■ **Задания**:
(1) Объясните, почему в отрывке петербургские стихи названы «оазисом в пустыне медленного одичания». Уложитесь в одно–три предложения.
(2) Перечислите все свойства «духа», которых, как сказано в отрывке, нет в петербургских стихах.
(3) Подхватите отрывок о петербургских сборниках стихов и продолжите его с места сразу после последнего предложения.

■ **Отрывок для чтения**:
▼

Некая бойкая девочка, Оля, из советского приюта в Сибири попадает в киргизские степи, оттуда к каким-то бандитам, оттуда в русскую деревню и, наконец, в Москву, «к свету и знанию», где, конечно, поступает работницей на фабрику, конечно, записывается в партию и в местном клубе, конечно, читает доклады. Начинается для нее разумная и осмысленная жизнь. Вот и все. В доброе старое время критик написал бы: «Sic transit…» И, право, — как не настроиться элегически при виде превращения русских денди в работников на ниве коммунистического просвещения.
3.
Несколько новых сборников стихов, изданных петербургской «Academia».
Первое впечатление при перелистывании, при беглом просмотре — удовлетворение за Петербург: особый петербургский патриотизм. Уже по одному только виду, по одной только внешности — это настоящие стихи. Нет в них того разгильдяйства, которое бьет в глаза со стихотворных страниц любого советского журнала, любого столичного издания: одно слово внизу, другое — наверху, одна строчка в один слог, другая — в сто, тире, тире, тире и восклицательные знаки. Петербург еще что-то сохранил, что Москва окончательно растеряла. Гладкость? — презрительно спросит какой-нибудь футуро-пролеткультовец. Нет, молодой человек, не только гладкость… Но если бы даже только ее, нечего вам усмехаться! Не от гениальности же вы все так растрепаны и взъерошены, не от избытка же чувств и мыслей вы во всю глотку орете, не от буйства сил неистовствуете. Дарования вам отпущено не более или не менее, чем всякой другой толпе, в среднем на тройку с минусом, и поверьте, ученики Маяковского ничем не лучше учеников Ратгауза.
А петербургские поэты, представленные «Академией», учились не у Ратгауза, но у подлинных учителей, которые вместе с ямбами и цезурами научили их духовной выдержке. Поэтому петербургские стихи — оазис в пустыне медленного одичания. Не дарованием они противопоставляются всему остальному, а тем, что довольно расплывчато обозначается словом «культура». В них нет того плебейства духа, которое выражается в отречении от всего, от чего можно отречься, той трусости духа, которая боится всего, даже влияний , той безграмотности духа, с уменьшением которой поубавилось бы и заносчивости.
«Ларь» — сборник стихов восемнадцати поэтов. Из них Тихонов — наименее характерен для общего направления. Это поэт сложившийся, о котором в последние годы много писали и говорили. Его из списка надо выделить. Выделим и Всев. Рождественского, не столько по особенностям его творчества, сколько по возрасту. Рождественский — поэт с неба звезд не хватающий, но всегда приятный, умелый и неглупый. Остальные мало кому известны: В. Алексеев, П. Азбелев, Н. Белявский, Н. Бутова, К. Вагинов, Н. Дмитриев, В. Кровицкая, П.Лукницкий, В. Мануйлов, Л. Подольский, Л. Попова, В. Ричиотти, Н. Рыкова, В. Смиренский, М. Фроман, Н. Чуковский.

▲

[Записи с указанием мест]
▼

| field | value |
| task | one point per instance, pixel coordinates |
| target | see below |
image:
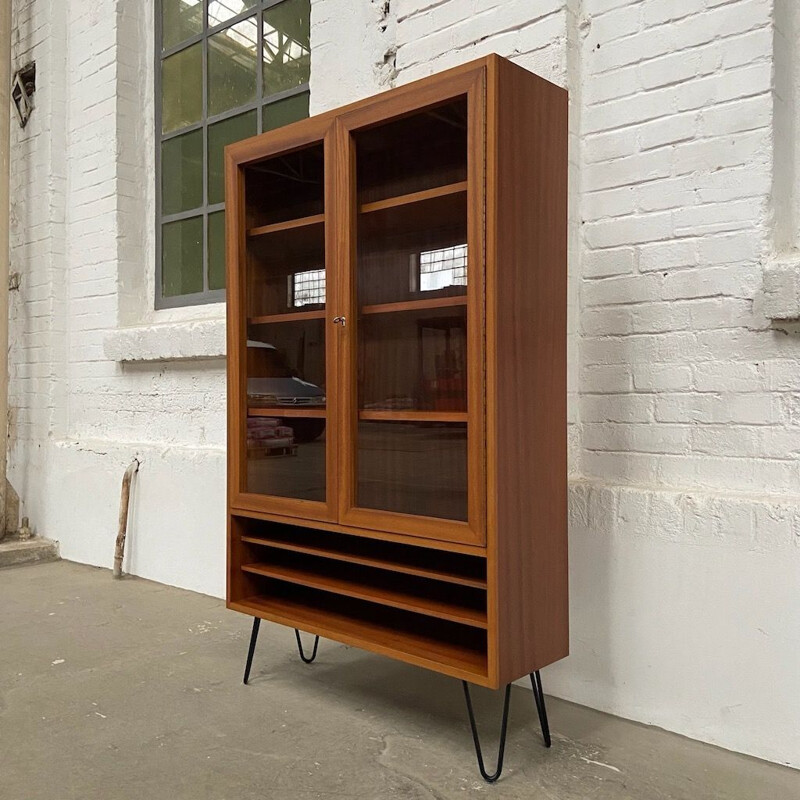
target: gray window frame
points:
(258, 7)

▲

■ **Ответы к упражнению**:
(1) Петербургские поэты из «Академии» учились не у Ратгауза, а у подлинных учителей. Вместе с ямбами и цезурами те научили их духовной выдержке. Поэтому их стихи и названы оазисом в пустыне медленного одичания.

(2) Плебейство духа, трусость духа, безграмотность духа.

(3)
Конечно, все они еще подражают, заметнее всего подражание Анне Ахматовой и Анненскому. Резко своеобразен Вагинов, беспутный, бестолковый, сомнамбулический поэт, которому едва ли суждено оставить какой-либо след в русском искусстве, — кроме бархатных, виолончельных звуков, кроме удивительной певучести, этого «дара неба»…
Два отдельных сборника: М. Фроман «Память»; Надежда Рославлева «Ветер и ночь». Оба заслуживают внимания.
В первом довольно слаба и немощна самая ткань стихов, и вялость их порой наводит скуку. Но это стихи, в которые стоит вчитаться и которые можно даже полюбить.
О стихах Надежды Рославлевой один известный поэт заметил в частном разговоре: «Комсомольские писания!» Замечание это было осуждением, — и оно едва ли справедливо. Рославлева заворожена «Двенадцатью» Блока. Ветер, ночь, пурга, голод, святость, чистота, революция, Россия. Эти темы сплетаются в ее поэзии. Но ими она не исчерпывается, и голос у Рославлевой не заемный. Он еще срывается, но иногда взлетает высоко и свободно. Новое имя это, вероятно, нам еще встретится.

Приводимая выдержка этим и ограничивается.